%%

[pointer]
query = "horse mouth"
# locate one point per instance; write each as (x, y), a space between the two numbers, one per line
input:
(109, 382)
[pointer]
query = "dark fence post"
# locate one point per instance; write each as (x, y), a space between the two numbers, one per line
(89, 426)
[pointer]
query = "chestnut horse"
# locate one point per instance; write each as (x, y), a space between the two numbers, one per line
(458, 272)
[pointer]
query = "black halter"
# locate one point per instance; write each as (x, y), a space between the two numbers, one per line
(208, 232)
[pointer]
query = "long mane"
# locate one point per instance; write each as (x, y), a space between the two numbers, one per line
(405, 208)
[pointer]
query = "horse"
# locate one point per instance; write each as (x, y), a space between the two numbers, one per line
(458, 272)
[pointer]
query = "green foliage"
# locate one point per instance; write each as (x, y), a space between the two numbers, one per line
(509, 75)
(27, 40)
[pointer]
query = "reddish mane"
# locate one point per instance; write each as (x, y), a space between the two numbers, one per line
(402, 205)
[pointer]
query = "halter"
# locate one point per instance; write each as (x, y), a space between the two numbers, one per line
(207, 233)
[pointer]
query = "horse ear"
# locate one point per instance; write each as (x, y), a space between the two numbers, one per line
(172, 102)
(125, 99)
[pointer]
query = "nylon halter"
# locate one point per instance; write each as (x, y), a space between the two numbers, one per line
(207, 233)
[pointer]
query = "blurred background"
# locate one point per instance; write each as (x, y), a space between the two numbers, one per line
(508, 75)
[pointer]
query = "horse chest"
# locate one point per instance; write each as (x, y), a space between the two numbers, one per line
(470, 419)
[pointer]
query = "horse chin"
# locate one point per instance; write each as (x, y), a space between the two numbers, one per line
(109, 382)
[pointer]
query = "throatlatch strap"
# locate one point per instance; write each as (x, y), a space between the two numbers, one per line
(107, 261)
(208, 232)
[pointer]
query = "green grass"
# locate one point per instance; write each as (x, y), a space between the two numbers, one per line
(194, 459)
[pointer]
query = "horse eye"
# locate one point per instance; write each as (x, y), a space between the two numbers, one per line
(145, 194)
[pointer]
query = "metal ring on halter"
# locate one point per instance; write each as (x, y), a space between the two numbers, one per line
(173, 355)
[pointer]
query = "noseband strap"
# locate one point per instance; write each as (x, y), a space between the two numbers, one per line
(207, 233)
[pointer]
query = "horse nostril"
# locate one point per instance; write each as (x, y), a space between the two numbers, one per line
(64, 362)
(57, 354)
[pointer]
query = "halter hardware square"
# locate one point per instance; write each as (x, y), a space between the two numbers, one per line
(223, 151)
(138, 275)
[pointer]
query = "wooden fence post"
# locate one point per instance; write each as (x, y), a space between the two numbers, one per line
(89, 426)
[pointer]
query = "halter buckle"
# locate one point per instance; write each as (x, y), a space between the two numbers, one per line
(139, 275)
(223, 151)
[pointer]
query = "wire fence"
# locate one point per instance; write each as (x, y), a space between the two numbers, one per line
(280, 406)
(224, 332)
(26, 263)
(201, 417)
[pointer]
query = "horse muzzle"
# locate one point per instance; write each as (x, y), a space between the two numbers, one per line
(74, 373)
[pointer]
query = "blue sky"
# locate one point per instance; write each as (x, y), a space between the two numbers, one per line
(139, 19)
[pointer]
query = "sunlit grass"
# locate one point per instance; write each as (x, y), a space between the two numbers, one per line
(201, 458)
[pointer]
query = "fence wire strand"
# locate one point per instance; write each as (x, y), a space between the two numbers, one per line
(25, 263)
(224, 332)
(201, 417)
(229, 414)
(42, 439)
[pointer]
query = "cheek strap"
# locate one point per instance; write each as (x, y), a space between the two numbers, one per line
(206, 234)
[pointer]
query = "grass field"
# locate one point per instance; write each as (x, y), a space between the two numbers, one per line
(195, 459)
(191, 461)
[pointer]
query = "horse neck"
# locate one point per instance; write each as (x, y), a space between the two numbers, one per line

%%

Pick out each line in the rows above that contains the string "wire". Case matters.

query = "wire fence"
query = "fence wire strand"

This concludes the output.